#### PROBLEM REQUIREMENTS
Every line from the one with "the green bush" through the end of the records below should be restated word for word, and nothing outside that span.

──────

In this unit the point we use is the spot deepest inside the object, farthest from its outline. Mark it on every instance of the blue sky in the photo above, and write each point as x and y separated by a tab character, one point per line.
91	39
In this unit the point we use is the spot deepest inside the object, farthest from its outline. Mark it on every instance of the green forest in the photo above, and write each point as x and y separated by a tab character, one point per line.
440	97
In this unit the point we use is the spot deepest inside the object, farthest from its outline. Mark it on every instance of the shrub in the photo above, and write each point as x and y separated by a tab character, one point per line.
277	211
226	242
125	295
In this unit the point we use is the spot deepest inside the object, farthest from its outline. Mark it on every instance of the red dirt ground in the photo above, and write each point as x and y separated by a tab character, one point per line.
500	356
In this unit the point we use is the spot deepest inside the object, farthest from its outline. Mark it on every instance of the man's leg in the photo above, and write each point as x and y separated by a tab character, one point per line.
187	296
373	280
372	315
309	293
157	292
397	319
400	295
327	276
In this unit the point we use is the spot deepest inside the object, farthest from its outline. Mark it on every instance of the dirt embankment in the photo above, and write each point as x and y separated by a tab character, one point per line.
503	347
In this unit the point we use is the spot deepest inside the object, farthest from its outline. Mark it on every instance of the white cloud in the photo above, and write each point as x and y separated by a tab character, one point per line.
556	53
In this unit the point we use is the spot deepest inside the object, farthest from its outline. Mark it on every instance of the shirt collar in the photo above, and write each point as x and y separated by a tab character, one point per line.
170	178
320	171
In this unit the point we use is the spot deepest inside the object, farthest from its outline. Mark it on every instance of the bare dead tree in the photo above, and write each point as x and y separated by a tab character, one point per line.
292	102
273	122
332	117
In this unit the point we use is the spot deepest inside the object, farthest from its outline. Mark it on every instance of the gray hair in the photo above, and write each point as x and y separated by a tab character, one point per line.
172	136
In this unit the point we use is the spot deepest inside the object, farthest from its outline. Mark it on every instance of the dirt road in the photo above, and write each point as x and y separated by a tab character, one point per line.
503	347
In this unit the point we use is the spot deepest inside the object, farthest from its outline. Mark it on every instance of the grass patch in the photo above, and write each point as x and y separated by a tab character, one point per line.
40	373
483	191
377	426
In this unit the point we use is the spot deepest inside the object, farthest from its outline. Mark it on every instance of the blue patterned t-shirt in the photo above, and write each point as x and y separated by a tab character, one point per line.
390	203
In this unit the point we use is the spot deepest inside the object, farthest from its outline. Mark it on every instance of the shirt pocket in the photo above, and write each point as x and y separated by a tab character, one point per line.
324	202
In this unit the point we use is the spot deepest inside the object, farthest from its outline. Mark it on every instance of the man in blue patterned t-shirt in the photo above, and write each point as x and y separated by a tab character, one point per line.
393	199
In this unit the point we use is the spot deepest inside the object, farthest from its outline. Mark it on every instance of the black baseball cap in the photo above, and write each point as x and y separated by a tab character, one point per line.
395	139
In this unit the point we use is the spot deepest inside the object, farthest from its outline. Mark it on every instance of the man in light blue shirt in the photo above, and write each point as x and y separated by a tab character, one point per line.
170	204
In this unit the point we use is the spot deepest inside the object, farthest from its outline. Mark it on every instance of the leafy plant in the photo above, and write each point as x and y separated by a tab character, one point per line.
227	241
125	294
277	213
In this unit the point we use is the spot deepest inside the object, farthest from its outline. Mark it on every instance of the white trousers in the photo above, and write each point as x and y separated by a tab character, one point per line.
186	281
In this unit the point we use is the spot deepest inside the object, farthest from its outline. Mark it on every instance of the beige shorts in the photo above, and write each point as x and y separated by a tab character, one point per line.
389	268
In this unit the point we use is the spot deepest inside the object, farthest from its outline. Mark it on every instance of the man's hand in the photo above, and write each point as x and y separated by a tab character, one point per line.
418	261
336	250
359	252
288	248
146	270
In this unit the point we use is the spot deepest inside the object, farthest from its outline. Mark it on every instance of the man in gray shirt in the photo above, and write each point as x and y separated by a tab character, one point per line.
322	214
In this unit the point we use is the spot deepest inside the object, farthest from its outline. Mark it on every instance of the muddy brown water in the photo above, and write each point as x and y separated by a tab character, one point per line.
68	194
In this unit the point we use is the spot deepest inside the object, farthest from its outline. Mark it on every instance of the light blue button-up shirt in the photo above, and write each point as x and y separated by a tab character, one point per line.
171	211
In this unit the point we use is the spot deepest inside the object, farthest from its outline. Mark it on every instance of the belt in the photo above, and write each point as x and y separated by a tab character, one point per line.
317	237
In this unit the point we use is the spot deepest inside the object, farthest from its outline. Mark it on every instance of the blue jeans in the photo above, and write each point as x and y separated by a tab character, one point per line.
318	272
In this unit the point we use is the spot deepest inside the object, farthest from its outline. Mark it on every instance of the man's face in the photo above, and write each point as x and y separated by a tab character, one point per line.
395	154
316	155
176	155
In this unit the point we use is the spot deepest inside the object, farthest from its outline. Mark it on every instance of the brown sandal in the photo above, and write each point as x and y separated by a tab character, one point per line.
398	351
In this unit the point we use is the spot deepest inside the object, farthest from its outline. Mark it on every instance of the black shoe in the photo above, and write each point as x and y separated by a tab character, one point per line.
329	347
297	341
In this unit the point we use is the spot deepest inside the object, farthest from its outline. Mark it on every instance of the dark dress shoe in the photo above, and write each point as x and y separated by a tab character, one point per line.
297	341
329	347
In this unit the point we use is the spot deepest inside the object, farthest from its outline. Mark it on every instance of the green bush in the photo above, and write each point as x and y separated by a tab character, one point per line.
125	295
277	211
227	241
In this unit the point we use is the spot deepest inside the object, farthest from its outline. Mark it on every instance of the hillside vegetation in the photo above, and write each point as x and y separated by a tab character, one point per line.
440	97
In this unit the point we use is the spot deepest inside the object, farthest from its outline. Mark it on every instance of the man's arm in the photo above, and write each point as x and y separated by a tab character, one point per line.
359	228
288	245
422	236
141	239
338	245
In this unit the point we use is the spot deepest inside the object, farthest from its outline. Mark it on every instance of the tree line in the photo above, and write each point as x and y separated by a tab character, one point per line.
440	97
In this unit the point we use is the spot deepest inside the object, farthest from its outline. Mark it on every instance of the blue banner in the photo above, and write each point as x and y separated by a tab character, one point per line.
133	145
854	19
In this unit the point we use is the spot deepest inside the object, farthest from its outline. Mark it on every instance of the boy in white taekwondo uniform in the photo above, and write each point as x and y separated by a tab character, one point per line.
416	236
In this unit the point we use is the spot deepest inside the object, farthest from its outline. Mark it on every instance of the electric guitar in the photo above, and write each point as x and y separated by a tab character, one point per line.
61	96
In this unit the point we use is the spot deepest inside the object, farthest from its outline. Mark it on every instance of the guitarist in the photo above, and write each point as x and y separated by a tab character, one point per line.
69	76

──────

#### TASK SOLUTION
In this unit the point we use is the spot deepest inside the object, farthest from its outline. Mark it on every instance of the green bush in the photo above, and write each point as x and y separated by a tab character, one point per line.
125	295
277	211
227	241
In this unit the point we use is the spot deepest inside the object, farthest from its outline. Mark it on every instance of the hillside vegetation in the photo above, and write each point as x and y separated by a tab character, one point per line.
440	97
In this unit the point we use is the spot deepest inside the object, farthest from its outline. Mark it on every instance of the man's arm in the photo above, and write each point as x and y separated by a tab character, one point per line.
359	228
288	245
422	236
141	239
338	245
In this unit the point we use is the spot deepest inside the object, farthest from its outline. Mark it on every instance of the tree line in the photo above, and write each point as x and y separated by a tab character, one point per line.
440	97
In this unit the point we use is the spot deepest inside the object, farthest from its outline. Mark it on every instance of the blue banner in the photo above, and write each point as x and y separated by a tab character, one point per line.
133	145
854	19
In this unit the point we use is the spot deepest inside the object, farthest from its outline. Mark it on every instance of the boy in white taekwondo uniform in the photo above, and write each point as x and y separated by a tab character, one point per line.
416	236
In this unit the point we use is the spot deepest inside the object, farthest from its outline. Mark it on every instance of the electric guitar in the photo above, and write each point as x and y separated by a tab character, one point per line.
61	96
In this unit the point we use is the spot deepest inside the object, farthest from its outline. Mark it on every instance of the guitarist in the photo above, and write each point as x and y separated by a tab character, one point per line.
69	76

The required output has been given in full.